_Exercise details_. Can you format the records below as a numbered list, from the line containing "Can you find the pink" through the end of the records, with blank lines omitted?

====

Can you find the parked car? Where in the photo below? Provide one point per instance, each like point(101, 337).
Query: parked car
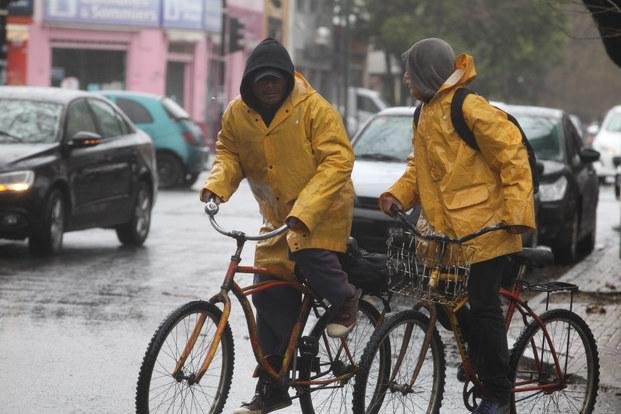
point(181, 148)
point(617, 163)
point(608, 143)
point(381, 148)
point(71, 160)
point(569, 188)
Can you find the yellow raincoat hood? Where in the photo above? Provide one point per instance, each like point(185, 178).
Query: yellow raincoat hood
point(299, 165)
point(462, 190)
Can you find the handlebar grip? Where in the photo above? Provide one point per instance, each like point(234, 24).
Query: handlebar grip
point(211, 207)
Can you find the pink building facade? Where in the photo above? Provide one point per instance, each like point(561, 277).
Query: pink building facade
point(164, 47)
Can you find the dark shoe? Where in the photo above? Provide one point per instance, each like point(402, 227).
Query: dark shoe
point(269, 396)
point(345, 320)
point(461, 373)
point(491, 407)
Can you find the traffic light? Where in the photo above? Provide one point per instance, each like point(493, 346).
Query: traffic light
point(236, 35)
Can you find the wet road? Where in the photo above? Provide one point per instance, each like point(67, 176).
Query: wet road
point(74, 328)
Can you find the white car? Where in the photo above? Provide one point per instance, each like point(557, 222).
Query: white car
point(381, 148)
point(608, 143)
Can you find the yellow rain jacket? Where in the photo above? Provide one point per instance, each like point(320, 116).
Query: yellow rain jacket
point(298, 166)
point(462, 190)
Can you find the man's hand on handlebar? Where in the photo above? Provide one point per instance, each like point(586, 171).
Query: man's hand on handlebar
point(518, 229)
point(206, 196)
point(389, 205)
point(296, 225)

====

_Worked solution_.
1. Can you find the pink building facade? Where in the photo above? Provide one point per instance, each like point(561, 277).
2. Query: pink building facade
3. point(164, 47)
4. Can you find the dark shoe? Where in the photo above? Provide one point per instance, each like point(402, 227).
5. Query: dark shoe
6. point(269, 396)
7. point(345, 320)
8. point(461, 373)
9. point(491, 407)
10. Can you find the traffic light? Where in the photo above? Provide one point per instance, each like point(493, 346).
11. Query: traffic light
12. point(236, 35)
13. Can you find the wet road? Where in the photo above? Provide one point per instance, each like point(67, 176).
14. Query: wet road
15. point(74, 328)
16. Can you find the white car? Where in the photo above? Provide one point per instance, each like point(557, 222).
17. Query: white car
18. point(381, 148)
19. point(608, 143)
20. Can you find the yellow rain jacket? Where in the photo above? Provide one point per instance, each like point(320, 116).
21. Query: yellow rain jacket
22. point(298, 166)
23. point(462, 190)
24. Can you find the man's hand on handlebar? Where in the photo above? Provide one point per instance, each like point(586, 171).
25. Query: man's hand on handlebar
26. point(518, 229)
27. point(206, 196)
28. point(389, 205)
29. point(296, 225)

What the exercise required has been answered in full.